Source
++++++
En droit (selon les dispositions de l’article L. 341-4 devenu L. 332-1 du code de la consommation) un créancier professionnel ne peut se prévaloir d’un contrat de cautionnement conclu par une personne physique dont l’engagement était lors de sa conclusion manifestement disproportionné à ses biens et revenus, à moins que le patrimoine de cette caution au moment où celle-ci est appelée ne lui permette de faire face à son obligation.

La proportionnalité du cautionnement s’appréciera donc au jour de la signature de l’engagement de caution, soit en l’espèce au 20 juillet 2008, date à laquelle M. [M] [C] d’une part, et Mme [O] [X] épouse [C] d’autre part, se sont engagés, dans les mêmes conditions, en garantie d’un prêt d’un montant de 1 199 800 euros destiné

à financer l’acquisition d’un appartement à usage locatif, prêt consenti le 7 juillet 2008 par la banque Crédit industriel et commercial à la société civile immobilière Immo Invest, dont le capital social de 300 000 euros était détenu par MMme [C], chacun à hauteur de la moitié. Ces cautionnements ont été donnés par MMme [C] dans la limite de la somme de 1 439 760 euros, chacun, couvrant le paiement du principal, des intérêts et le cas échéant des pénalités ou intérêts de retard, et pour la durée de 323 mois.

La charge de la preuve de la disproportion manifeste alléguée incombe alors à la caution, et non pas à la banque.
++++++
Consignes
a. Dans le texte sur le cautionnement, réécrivez le passage de « La proportionnalité du » à « de 323 mois. » en mettant « immeuble » à la place de « appartement ».
b. D'après le texte sur le cautionnement, quel était le montant du prêt garanti par les cautions ?
c. Poursuivez le texte sur le cautionnement à la suite de sa dernière phrase.
Les données qui viennent ensuite n'ont rien à voir avec le texte sur le cautionnement.

Extrait des données
++++++
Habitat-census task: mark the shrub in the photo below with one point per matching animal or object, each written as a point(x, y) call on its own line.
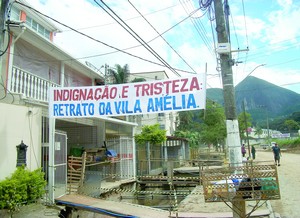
point(21, 188)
++++++
Réponses
a.
La proportionnalité du cautionnement s’appréciera donc au jour de la signature de l’engagement de caution, soit en l’espèce au 20 juillet 2008, date à laquelle M. [M] [C] d’une part, et Mme [O] [X] épouse [C] d’autre part, se sont engagés, dans les mêmes conditions, en garantie d’un prêt d’un montant de 1 199 800 euros destiné

à financer l’acquisition d’un immeuble à usage locatif, prêt consenti le 7 juillet 2008 par la banque Crédit industriel et commercial à la société civile immobilière Immo Invest, dont le capital social de 300 000 euros était détenu par MMme [C], chacun à hauteur de la moitié. Ces cautionnements ont été donnés par MMme [C] dans la limite de la somme de 1 439 760 euros, chacun, couvrant le paiement du principal, des intérêts et le cas échéant des pénalités ou intérêts de retard, et pour la durée de 323 mois.

b. 1 199 800 euros.

c.
En l’espèce, MMme [C] versent au débat, pour justifier de leur situation financière au jour de la souscription des cautionnements litigeux, et donc caractériser la disproportion manifeste qu’ils invoquent, deux avis d’imposition sur les revenus 2006 et 2007, ce que le Crédit industriel et commercial considère comme insuffisant s’agissant de l’administration de la preuve telle qu’elle est attendue des cautions.

Le tribunal a indiqué au préalable, et ce à bon droit, que les époux étant mariés sous le régime de la séparation des biens, il y a lieu d’apprécier séparément leur situation patrimoniale – contrairement à ce que développe le Crédit industriel et commercial dans ses écritures, pour l’essentiel faisant masse des éléments patrimoniaux du couple pour conclure à l’absence de disproportion et aussi à leur faculté de s’aquitter de la somme qui leur est réclamée.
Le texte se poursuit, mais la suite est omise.